Problems to solve:
1. Answer these questions using the East Palestine derailment article:
(a) According to Debra Shore, what will waste disposal plans, including disposal location and transportation routes, be subject to from now on?
(b) What does the NTSB report say heated the car carrying plastic pellets?
(c) Why did the first two wayside defect detectors not trigger an audible alarm message?
2. Please resume the East Palestine derailment article, starting after its last sentence.
=== Reading text ===
The railroad company at fault for the East Palestine train derailment, Norfolk Southern, has been told to stand down on future toxic waste shipments from the crash site in East Palestine by the government’s highest environmental authority.
According to NPR, the Environmental Protection Agency (EPA) has told Norfolk Southern they will not be transporting any more toxic materials from the site “until federal officials could review the routes and disposal facilities.”
The weekend announcement came just days after the EPA announced it was assuming control of the cleanup efforts in East Palestine following the train derailment earlier this month, which resulted in the release of hazardous chemicals into the soil and air and prompted health and safety concerns from residents in the town and nearby.
“We have instructed Norfolk Southern to pause but only temporarily,” [EPA regional administrator Debra] Shore said, adding that officials would resume transporting the contaminated waste to approved disposal sites “very soon.”
“Moving forward, waste disposal plans, including disposal location and transportation routes for contaminated waste, will be subject to federal EPA review and approval,” she noted.
The railroad company has come under a lot of fire in recent weeks over the crash, which spilled toxic chemicals in the small Ohio town, prompting an environmental crisis and forcing the evacuation of the town. The National Transportation Safety Board blasted Norfolk Southen in its most recent report on the crash.
The NTSB report found that one of the train’s cars carrying plastic pellets was heated by a hot axle that sparked the initial fire, according to Jennifer Homendy, the chair of the safety board. As the temperature of the bearing got hotter, the train passed by two wayside defect detectors that did not trigger an audible alarm message because the heat threshold was not met at that point, Homendy explained. Athird detector eventually picked up the high temperature, but it was already too late by then.
=== Source information ===
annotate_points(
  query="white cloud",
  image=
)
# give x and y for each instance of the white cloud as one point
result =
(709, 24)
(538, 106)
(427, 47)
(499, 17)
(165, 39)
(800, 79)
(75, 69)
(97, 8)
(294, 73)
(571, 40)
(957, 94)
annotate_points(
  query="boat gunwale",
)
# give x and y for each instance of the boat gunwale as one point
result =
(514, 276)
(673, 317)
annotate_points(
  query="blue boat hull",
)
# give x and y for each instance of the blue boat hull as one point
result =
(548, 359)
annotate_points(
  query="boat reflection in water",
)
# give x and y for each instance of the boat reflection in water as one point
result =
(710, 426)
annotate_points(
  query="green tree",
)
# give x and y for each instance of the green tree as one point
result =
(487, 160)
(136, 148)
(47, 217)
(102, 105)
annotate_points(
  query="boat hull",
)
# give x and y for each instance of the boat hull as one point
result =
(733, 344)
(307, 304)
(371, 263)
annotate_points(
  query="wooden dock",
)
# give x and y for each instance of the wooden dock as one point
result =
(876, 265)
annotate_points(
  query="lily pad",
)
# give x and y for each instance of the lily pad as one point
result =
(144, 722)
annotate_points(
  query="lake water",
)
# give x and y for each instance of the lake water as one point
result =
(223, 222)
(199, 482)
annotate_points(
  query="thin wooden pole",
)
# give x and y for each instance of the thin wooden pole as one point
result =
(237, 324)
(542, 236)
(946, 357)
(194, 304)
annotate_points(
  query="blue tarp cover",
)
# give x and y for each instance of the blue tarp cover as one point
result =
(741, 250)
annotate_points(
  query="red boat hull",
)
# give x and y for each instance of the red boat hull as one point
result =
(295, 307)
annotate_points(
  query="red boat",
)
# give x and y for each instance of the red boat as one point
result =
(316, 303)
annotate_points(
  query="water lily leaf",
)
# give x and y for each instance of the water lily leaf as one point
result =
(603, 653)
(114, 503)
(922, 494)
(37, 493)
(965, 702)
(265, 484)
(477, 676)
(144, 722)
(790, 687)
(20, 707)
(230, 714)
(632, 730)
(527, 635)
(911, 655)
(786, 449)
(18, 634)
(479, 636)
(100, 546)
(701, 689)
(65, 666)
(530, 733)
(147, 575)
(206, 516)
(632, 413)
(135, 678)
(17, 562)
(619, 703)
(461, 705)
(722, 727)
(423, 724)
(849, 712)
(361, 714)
===
Task-by-task results:
1.
(a) Federal EPA review and approval.
(b) A hot axle.
(c) The heat threshold had not been met at that point.

2.
“This was 100% preventable. … There is no accident. Every single event that we investigate is preventable,” Homendy said during a news conference Thursday. “The NTSB has one goal, and that is safety and ensuring that this never happens again.”
Currently, roughly 102,000 gallons of liquid waste and 4,500 cubic yards of solid waste are being stored in East Palestine right now. Another five truckloads of contaminated soil originally sent to Michigan were returned to the town, according to Ohio governor Mike DeWine’s office.
In a statement to NPR, the rail company said “we are working with the US EPA to resume removing waste from East Palestine as soon as possible.”
The transportation of chemicals away from East Palestine sparked even more controversy as Norfolk Southern began re-routing some of the reclaimed spill to Texas and Michigan. Michigan lawmakers reported that they received no head’s up about the incoming contaminated waste.